• _REQUIRED TASK_: Pick out every line below that contains the word "xmin" and copy each one.

• _PROVIDED DATA_:
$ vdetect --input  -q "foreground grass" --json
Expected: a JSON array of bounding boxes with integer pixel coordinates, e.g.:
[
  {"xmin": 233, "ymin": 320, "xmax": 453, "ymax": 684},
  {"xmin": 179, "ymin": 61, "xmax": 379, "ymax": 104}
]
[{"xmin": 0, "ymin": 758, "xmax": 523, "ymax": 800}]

==

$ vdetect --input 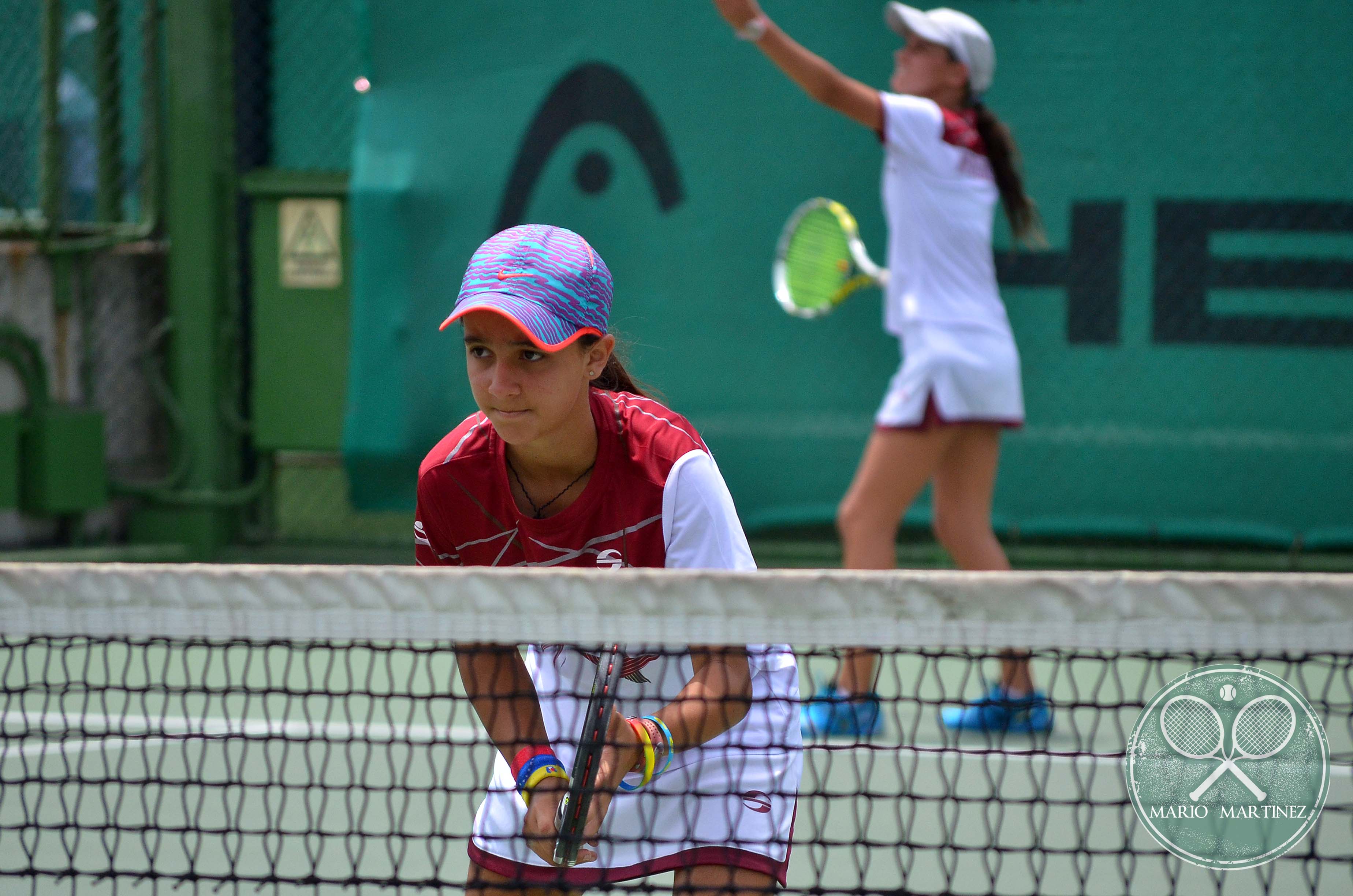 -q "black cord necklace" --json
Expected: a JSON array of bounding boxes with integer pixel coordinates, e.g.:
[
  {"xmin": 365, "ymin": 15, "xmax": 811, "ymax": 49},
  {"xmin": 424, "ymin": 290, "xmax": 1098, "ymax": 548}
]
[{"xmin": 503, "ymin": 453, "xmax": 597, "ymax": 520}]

• _CORRECT RESULT_:
  {"xmin": 233, "ymin": 320, "xmax": 453, "ymax": 684},
  {"xmin": 179, "ymin": 61, "xmax": 379, "ymax": 104}
[{"xmin": 0, "ymin": 758, "xmax": 523, "ymax": 800}]
  {"xmin": 365, "ymin": 15, "xmax": 811, "ymax": 49},
  {"xmin": 424, "ymin": 290, "xmax": 1098, "ymax": 548}
[{"xmin": 503, "ymin": 453, "xmax": 597, "ymax": 520}]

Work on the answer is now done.